▸ **What to produce**: Your task is to return the span of lines beginning at the one with "Each instance of the blue scaffold" and ending at the last line of the data, exactly as it stands.

▸ **Data shown**:
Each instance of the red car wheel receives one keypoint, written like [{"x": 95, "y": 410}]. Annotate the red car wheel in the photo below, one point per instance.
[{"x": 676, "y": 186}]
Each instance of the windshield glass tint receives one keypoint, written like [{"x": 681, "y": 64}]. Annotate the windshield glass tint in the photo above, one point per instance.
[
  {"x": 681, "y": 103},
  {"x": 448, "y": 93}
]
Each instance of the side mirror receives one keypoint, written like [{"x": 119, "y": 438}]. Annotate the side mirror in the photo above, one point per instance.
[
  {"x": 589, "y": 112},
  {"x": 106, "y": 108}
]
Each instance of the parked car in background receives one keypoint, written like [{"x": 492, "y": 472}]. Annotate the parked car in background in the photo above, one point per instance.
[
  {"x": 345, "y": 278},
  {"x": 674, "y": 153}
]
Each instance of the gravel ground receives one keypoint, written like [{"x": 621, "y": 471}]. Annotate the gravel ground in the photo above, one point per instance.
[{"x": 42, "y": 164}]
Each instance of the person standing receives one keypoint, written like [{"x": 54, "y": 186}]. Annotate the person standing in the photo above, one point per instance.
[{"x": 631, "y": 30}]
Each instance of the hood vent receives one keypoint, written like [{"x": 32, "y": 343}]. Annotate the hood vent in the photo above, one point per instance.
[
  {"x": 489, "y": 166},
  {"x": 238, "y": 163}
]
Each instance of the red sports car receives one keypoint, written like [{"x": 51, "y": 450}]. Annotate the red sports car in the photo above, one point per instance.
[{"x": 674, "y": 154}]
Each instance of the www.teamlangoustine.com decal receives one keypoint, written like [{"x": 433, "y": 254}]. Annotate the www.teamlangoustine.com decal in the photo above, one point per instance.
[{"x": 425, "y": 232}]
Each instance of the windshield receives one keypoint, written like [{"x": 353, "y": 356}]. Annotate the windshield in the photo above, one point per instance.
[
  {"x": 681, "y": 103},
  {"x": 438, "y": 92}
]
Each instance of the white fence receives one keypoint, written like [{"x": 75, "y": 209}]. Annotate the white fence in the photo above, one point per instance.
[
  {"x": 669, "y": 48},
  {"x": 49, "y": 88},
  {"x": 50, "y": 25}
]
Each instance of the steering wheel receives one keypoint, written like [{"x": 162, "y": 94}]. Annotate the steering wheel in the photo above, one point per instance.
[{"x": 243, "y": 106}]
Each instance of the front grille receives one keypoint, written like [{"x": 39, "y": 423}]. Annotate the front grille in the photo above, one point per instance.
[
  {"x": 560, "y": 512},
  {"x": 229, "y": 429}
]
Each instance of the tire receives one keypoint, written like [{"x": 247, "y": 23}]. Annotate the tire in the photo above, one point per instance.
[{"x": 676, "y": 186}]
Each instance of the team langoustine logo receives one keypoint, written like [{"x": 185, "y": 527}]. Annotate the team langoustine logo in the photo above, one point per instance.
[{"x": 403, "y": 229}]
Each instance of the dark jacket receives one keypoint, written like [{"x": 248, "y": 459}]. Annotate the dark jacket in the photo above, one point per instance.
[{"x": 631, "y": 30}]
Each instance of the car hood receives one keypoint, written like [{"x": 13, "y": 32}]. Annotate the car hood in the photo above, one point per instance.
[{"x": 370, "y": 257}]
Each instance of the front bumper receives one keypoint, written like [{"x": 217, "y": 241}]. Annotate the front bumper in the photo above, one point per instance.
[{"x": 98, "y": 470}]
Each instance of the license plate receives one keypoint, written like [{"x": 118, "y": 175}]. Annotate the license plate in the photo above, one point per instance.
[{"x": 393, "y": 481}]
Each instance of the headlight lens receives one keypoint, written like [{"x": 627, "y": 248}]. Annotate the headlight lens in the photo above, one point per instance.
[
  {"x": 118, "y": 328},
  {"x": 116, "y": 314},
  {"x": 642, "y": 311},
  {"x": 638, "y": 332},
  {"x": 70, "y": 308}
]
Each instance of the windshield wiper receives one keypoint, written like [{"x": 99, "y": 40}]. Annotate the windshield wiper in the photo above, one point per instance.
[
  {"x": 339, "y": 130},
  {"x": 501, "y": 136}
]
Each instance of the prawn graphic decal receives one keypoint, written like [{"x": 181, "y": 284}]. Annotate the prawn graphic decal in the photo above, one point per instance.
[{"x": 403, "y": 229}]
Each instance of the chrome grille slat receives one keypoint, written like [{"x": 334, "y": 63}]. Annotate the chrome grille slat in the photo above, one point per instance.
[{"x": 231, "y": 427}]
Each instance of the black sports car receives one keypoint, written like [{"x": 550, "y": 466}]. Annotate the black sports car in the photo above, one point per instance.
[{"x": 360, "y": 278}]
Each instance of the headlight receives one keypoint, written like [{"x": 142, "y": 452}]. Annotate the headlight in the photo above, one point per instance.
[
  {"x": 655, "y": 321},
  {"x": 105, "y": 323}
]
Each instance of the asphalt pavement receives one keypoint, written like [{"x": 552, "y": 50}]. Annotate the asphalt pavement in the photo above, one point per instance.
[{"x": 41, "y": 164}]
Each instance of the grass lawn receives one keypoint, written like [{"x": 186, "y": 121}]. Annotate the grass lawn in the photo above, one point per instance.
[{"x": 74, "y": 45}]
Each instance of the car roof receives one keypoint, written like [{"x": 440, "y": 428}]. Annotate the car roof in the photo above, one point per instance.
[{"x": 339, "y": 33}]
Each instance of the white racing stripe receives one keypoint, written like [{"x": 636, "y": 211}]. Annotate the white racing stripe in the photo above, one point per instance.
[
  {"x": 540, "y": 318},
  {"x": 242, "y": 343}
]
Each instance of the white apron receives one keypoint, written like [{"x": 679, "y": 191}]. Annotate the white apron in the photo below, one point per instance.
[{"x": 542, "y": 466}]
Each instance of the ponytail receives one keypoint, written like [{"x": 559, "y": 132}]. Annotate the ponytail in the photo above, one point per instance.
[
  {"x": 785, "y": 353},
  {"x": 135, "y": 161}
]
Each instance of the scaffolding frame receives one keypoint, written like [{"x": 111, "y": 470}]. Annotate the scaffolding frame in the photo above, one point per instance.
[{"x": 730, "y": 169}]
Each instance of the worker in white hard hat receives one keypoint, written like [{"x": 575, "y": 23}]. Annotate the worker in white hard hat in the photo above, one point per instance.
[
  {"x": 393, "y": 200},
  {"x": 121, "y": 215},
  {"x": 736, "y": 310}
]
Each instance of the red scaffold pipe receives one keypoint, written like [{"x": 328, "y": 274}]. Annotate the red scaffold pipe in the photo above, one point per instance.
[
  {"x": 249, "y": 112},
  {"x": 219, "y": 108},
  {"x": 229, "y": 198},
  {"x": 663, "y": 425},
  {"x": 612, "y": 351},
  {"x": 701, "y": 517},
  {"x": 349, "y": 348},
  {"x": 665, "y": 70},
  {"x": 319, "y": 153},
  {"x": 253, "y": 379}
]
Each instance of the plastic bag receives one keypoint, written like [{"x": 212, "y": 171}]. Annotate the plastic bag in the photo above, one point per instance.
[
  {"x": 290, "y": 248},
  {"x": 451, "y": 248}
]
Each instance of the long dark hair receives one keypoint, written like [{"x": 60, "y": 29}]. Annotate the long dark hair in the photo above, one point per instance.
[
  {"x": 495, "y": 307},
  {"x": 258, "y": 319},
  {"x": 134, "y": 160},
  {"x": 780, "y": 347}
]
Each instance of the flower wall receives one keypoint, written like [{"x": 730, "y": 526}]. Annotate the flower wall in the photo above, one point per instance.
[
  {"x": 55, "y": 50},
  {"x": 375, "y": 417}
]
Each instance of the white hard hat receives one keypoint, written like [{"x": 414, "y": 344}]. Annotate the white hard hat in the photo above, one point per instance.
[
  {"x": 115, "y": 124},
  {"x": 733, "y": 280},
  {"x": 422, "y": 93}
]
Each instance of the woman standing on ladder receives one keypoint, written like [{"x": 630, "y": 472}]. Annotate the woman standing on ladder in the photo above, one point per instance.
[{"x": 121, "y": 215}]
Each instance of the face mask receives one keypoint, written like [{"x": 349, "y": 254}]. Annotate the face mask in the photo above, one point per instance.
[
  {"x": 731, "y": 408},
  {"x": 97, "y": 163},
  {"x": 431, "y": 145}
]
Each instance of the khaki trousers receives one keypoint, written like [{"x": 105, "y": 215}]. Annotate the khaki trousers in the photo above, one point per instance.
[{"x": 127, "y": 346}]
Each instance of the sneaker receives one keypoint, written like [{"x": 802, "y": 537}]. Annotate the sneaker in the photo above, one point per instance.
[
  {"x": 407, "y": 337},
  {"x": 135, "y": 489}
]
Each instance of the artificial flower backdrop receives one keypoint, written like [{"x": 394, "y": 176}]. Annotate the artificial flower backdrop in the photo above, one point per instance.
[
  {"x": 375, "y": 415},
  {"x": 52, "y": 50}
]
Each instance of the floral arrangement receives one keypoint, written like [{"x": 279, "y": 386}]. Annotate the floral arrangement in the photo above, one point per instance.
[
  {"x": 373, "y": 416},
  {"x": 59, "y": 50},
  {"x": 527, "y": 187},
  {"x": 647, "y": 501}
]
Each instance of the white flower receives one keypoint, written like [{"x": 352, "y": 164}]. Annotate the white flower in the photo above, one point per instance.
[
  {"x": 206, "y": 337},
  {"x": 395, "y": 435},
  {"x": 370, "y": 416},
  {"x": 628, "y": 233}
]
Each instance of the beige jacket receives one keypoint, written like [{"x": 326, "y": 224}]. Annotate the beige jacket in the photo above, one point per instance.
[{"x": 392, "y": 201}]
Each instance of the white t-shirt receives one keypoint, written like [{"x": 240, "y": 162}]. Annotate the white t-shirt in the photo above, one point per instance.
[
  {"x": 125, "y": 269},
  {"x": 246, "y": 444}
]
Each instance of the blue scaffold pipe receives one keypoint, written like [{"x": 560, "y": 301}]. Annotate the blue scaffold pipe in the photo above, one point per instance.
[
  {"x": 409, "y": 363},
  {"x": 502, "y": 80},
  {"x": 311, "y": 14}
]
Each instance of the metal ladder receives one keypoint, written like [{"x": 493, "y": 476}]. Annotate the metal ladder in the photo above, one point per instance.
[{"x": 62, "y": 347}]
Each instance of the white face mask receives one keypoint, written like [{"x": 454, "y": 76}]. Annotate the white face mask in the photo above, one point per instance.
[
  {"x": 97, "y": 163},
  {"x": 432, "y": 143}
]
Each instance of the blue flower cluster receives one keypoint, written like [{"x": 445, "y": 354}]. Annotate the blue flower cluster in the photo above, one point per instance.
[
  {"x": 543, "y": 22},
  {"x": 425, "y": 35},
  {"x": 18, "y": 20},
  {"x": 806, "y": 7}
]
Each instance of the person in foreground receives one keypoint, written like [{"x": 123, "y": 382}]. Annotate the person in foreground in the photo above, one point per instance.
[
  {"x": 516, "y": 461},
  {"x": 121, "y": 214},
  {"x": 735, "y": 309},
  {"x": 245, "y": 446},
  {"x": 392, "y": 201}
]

▸ **Exercise answer**:
Each instance of the blue scaffold pipe receives one keypoint, written like [{"x": 560, "y": 301}]. Annotate the blue scaffold pipe in the photo above, one point per instance.
[
  {"x": 409, "y": 363},
  {"x": 502, "y": 80},
  {"x": 311, "y": 14}
]
Each instance of the metal ladder receives one keypoint, written like [{"x": 493, "y": 476}]. Annotate the metal ladder in the photo above, one point per instance.
[{"x": 62, "y": 347}]
Each instance of the white face mask receives one keypoint, written like [{"x": 454, "y": 76}]. Annotate the white face mask in the photo above, one point per instance.
[
  {"x": 97, "y": 163},
  {"x": 432, "y": 143}
]
Each instance of the blue flower cluster receives one keypoint, written like [{"x": 445, "y": 354}]. Annotate the blue flower cluster in the photo above, one point per instance.
[
  {"x": 543, "y": 22},
  {"x": 425, "y": 35},
  {"x": 18, "y": 20},
  {"x": 806, "y": 7}
]
Each instance of the person in foreground receives one keypoint, written like [{"x": 123, "y": 382}]. Annotate the person in foreground in the photo above, one point per instance.
[
  {"x": 516, "y": 461},
  {"x": 121, "y": 214},
  {"x": 735, "y": 309},
  {"x": 245, "y": 446},
  {"x": 392, "y": 201}
]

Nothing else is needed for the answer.